* _Objectives_
a - Answer these about the blog post on memories:
(i) On what date was the post published?
(ii) What was being cleaned out over the weekend?
(iii) What is the white teddy bear's name?
b - In the memories post, write out the passage that begins at the words "I put up Christmas" and stops after "good as new.", replacing "Kmart" with "Target".

* _Document extract_
○ ○ ○ ○ ○ ○ ○
Are you happy with the way your life turned out?
Monday, November 26, 2012
Memories
Memories are quite possibly my favorite thing in life and at the same time they are quite possibly my least favorite. This weekend as I was cleaning out my closet I found so much. Pictures, letters, birthday cards, ticket stubs and other trinkets I have collected over the years revealed themselves. I used the weekend as an opportunity to purge the bad memories and relive the good ones. It's amazing how little things, even smells, can take you right back to somewhere you were years and years ago.
I put up Christmas decorations over the weekend and that made me think of "the good ole days". There is one stuffed animal I have had for years. I remember when I got it in 2nd grade. It's a white teddy bear named Richie. Kmart used to sell them every Christmas. I remember begging my mother for him when she took me to Kmart. I would like to think she didn't get him because they had him all the way at the top shelf. My mother is only 4'11", so I'm sure that was the reason. So, Richie has stayed with me all these years. He is missing his beanie, but other than that he is just as good as new.
○ ○ ○ ○ ○ ○ ○
* _Material shown_
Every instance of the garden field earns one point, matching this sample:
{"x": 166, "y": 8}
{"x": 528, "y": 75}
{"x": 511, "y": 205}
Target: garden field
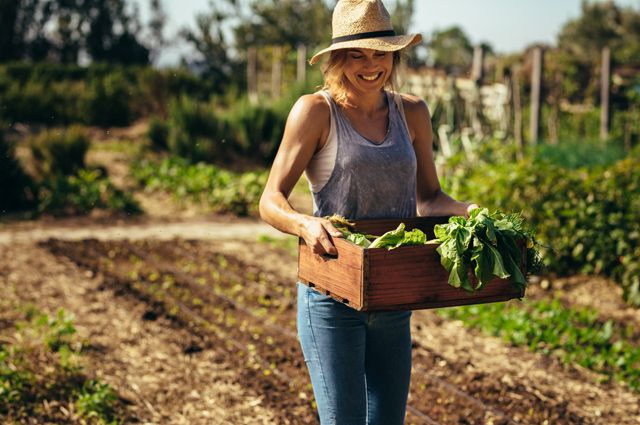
{"x": 159, "y": 297}
{"x": 202, "y": 330}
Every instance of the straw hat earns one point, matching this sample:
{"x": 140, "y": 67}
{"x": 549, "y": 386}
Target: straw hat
{"x": 364, "y": 24}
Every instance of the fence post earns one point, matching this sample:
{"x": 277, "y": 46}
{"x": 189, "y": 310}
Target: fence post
{"x": 301, "y": 71}
{"x": 536, "y": 89}
{"x": 276, "y": 72}
{"x": 517, "y": 110}
{"x": 605, "y": 78}
{"x": 477, "y": 71}
{"x": 252, "y": 74}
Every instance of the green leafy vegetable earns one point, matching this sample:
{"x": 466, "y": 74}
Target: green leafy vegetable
{"x": 389, "y": 240}
{"x": 487, "y": 243}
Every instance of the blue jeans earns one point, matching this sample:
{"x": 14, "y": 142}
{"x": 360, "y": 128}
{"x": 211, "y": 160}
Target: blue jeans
{"x": 360, "y": 363}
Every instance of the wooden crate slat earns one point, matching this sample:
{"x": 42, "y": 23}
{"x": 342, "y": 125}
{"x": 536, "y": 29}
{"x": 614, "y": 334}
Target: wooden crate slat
{"x": 404, "y": 278}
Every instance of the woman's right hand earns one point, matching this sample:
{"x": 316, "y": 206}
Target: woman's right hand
{"x": 317, "y": 233}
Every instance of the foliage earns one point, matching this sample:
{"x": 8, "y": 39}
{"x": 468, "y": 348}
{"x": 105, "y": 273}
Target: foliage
{"x": 41, "y": 363}
{"x": 210, "y": 43}
{"x": 158, "y": 133}
{"x": 222, "y": 190}
{"x": 450, "y": 49}
{"x": 578, "y": 154}
{"x": 80, "y": 194}
{"x": 96, "y": 400}
{"x": 587, "y": 219}
{"x": 16, "y": 188}
{"x": 575, "y": 335}
{"x": 205, "y": 131}
{"x": 60, "y": 151}
{"x": 59, "y": 30}
{"x": 487, "y": 243}
{"x": 100, "y": 94}
{"x": 107, "y": 101}
{"x": 286, "y": 23}
{"x": 603, "y": 24}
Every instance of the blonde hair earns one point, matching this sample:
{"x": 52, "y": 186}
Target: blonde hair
{"x": 336, "y": 82}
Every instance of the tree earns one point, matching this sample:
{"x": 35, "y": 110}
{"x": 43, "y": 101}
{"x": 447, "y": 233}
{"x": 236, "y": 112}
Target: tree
{"x": 284, "y": 22}
{"x": 451, "y": 50}
{"x": 211, "y": 46}
{"x": 58, "y": 30}
{"x": 156, "y": 29}
{"x": 581, "y": 40}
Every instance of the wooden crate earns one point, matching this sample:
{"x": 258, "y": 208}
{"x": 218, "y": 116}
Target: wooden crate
{"x": 405, "y": 278}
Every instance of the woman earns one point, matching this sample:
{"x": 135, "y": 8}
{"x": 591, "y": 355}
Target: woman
{"x": 367, "y": 153}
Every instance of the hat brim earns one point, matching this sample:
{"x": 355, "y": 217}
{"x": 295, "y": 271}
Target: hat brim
{"x": 384, "y": 44}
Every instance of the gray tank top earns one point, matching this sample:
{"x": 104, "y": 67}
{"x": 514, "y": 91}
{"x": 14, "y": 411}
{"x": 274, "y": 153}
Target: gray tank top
{"x": 370, "y": 180}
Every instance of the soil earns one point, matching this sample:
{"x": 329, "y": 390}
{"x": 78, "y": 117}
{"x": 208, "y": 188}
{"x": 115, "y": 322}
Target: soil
{"x": 192, "y": 321}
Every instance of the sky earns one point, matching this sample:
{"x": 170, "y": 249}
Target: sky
{"x": 507, "y": 25}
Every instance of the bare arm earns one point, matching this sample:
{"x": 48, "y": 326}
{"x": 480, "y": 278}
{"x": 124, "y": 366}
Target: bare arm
{"x": 307, "y": 127}
{"x": 431, "y": 200}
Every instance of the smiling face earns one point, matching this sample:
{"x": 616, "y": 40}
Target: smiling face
{"x": 367, "y": 70}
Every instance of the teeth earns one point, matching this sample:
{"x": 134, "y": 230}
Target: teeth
{"x": 370, "y": 77}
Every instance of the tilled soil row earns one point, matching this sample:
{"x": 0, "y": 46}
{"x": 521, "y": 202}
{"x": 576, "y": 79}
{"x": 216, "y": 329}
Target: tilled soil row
{"x": 164, "y": 374}
{"x": 434, "y": 390}
{"x": 263, "y": 364}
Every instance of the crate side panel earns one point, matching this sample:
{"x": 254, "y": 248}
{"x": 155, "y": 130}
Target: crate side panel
{"x": 341, "y": 275}
{"x": 414, "y": 276}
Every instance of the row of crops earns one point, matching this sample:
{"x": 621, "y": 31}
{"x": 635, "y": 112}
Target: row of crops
{"x": 250, "y": 313}
{"x": 579, "y": 198}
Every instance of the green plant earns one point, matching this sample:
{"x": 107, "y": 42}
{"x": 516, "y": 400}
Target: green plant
{"x": 575, "y": 335}
{"x": 41, "y": 364}
{"x": 158, "y": 133}
{"x": 60, "y": 151}
{"x": 96, "y": 400}
{"x": 73, "y": 195}
{"x": 586, "y": 219}
{"x": 222, "y": 190}
{"x": 16, "y": 187}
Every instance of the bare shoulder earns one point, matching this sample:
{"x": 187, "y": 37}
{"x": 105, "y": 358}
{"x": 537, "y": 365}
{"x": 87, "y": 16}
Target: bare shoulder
{"x": 311, "y": 108}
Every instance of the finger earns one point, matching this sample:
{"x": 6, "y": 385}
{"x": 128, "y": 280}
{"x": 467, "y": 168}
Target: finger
{"x": 328, "y": 246}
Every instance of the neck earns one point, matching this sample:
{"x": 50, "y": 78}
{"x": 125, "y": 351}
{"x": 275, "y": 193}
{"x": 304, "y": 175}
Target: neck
{"x": 367, "y": 102}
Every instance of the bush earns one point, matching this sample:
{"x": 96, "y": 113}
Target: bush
{"x": 60, "y": 151}
{"x": 108, "y": 100}
{"x": 193, "y": 131}
{"x": 79, "y": 195}
{"x": 222, "y": 190}
{"x": 587, "y": 218}
{"x": 17, "y": 190}
{"x": 100, "y": 94}
{"x": 158, "y": 133}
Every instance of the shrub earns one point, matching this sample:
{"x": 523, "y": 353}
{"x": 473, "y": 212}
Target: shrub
{"x": 108, "y": 101}
{"x": 222, "y": 190}
{"x": 77, "y": 195}
{"x": 587, "y": 218}
{"x": 193, "y": 128}
{"x": 16, "y": 188}
{"x": 60, "y": 151}
{"x": 157, "y": 133}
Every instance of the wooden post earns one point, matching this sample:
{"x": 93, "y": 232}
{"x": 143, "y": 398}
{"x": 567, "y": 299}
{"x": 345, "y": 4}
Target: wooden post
{"x": 252, "y": 74}
{"x": 605, "y": 79}
{"x": 276, "y": 72}
{"x": 477, "y": 71}
{"x": 536, "y": 91}
{"x": 517, "y": 110}
{"x": 301, "y": 71}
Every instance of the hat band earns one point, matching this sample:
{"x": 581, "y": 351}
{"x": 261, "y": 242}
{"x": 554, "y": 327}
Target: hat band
{"x": 362, "y": 35}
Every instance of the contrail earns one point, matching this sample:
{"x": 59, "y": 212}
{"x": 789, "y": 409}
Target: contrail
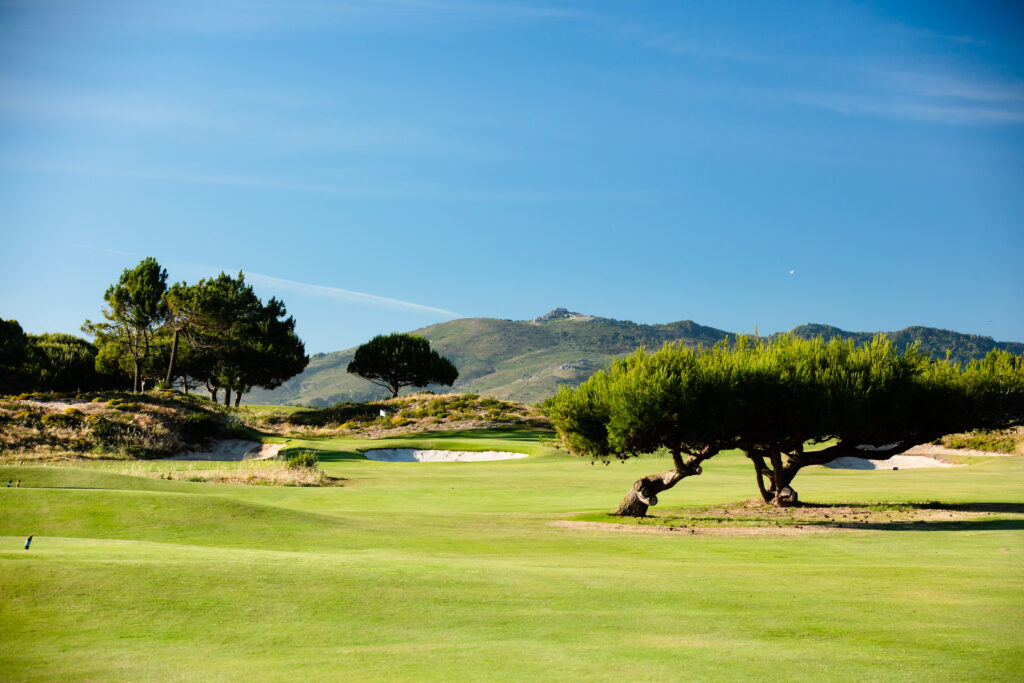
{"x": 349, "y": 295}
{"x": 305, "y": 288}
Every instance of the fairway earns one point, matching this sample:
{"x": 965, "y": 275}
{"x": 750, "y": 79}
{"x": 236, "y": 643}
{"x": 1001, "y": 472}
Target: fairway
{"x": 455, "y": 570}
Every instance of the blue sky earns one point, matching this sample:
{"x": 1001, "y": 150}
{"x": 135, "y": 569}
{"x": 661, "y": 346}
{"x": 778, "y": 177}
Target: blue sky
{"x": 385, "y": 165}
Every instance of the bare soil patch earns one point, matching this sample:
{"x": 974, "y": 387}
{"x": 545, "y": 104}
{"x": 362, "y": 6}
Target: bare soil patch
{"x": 754, "y": 518}
{"x": 232, "y": 450}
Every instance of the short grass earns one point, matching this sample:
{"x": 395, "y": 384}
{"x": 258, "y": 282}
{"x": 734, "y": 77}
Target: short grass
{"x": 453, "y": 570}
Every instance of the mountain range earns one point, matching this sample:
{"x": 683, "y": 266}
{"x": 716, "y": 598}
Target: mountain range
{"x": 528, "y": 360}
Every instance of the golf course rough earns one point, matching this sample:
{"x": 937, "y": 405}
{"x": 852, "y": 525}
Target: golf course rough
{"x": 431, "y": 456}
{"x": 456, "y": 572}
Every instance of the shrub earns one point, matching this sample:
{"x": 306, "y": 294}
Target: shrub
{"x": 301, "y": 460}
{"x": 109, "y": 434}
{"x": 27, "y": 419}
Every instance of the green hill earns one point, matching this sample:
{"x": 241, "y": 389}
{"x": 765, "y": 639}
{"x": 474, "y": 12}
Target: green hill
{"x": 527, "y": 360}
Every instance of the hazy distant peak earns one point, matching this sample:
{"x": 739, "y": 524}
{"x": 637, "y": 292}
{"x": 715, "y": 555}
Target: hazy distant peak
{"x": 559, "y": 314}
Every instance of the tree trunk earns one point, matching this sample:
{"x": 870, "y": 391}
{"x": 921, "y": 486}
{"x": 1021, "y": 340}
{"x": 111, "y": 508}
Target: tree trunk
{"x": 174, "y": 351}
{"x": 645, "y": 489}
{"x": 761, "y": 471}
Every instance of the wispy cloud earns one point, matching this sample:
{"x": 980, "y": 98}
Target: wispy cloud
{"x": 254, "y": 16}
{"x": 908, "y": 109}
{"x": 349, "y": 295}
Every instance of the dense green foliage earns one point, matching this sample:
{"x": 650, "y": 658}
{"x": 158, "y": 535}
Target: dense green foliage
{"x": 216, "y": 332}
{"x": 936, "y": 343}
{"x": 48, "y": 363}
{"x": 225, "y": 337}
{"x": 771, "y": 397}
{"x": 398, "y": 360}
{"x": 135, "y": 308}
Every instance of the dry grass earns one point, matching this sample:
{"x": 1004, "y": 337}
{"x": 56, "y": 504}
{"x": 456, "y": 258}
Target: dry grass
{"x": 406, "y": 415}
{"x": 1003, "y": 440}
{"x": 249, "y": 472}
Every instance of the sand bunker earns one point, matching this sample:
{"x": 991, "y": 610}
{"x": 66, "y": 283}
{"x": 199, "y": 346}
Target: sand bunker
{"x": 233, "y": 450}
{"x": 894, "y": 463}
{"x": 417, "y": 456}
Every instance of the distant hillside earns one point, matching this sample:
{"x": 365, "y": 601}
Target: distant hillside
{"x": 524, "y": 360}
{"x": 527, "y": 360}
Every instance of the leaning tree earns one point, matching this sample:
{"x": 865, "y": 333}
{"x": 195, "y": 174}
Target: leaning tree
{"x": 400, "y": 359}
{"x": 135, "y": 308}
{"x": 772, "y": 399}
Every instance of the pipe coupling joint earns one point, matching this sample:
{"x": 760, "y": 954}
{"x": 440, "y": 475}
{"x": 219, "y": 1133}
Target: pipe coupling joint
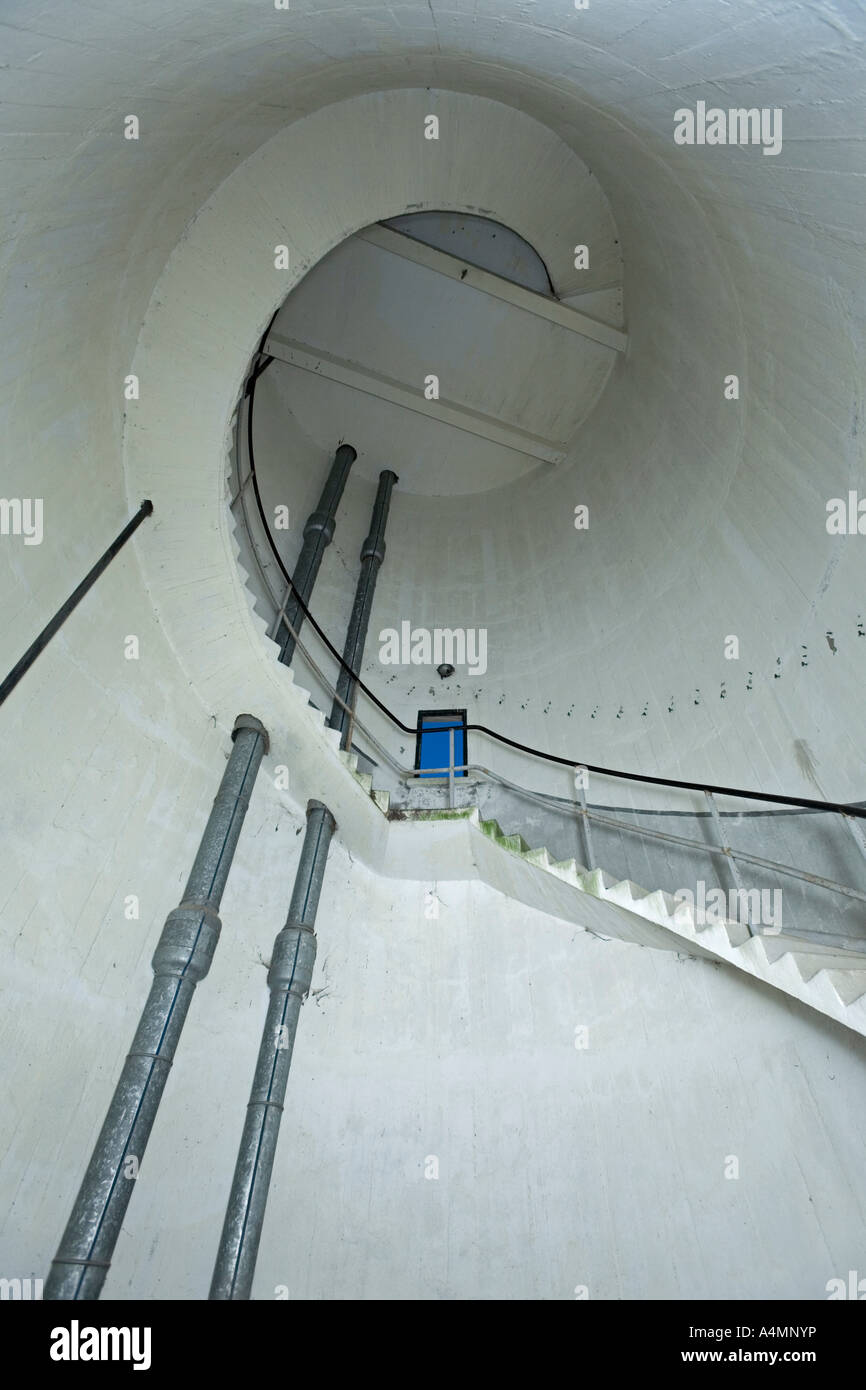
{"x": 188, "y": 941}
{"x": 320, "y": 521}
{"x": 292, "y": 961}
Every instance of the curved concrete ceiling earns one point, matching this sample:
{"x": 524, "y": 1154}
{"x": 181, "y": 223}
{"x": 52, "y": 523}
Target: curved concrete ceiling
{"x": 356, "y": 344}
{"x": 708, "y": 514}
○ ○ ○ ○ ○ ○ ○
* _Answers to the tasks_
a -
(i) Monday, November 26, 2012
(ii) A closet
(iii) Richie

b -
I put up Christmas decorations over the weekend and that made me think of "the good ole days". There is one stuffed animal I have had for years. I remember when I got it in 2nd grade. It's a white teddy bear named Richie. Target used to sell them every Christmas. I remember begging my mother for him when she took me to Target. I would like to think she didn't get him because they had him all the way at the top shelf. My mother is only 4'11", so I'm sure that was the reason. So, Richie has stayed with me all these years. He is missing his beanie, but other than that he is just as good as new.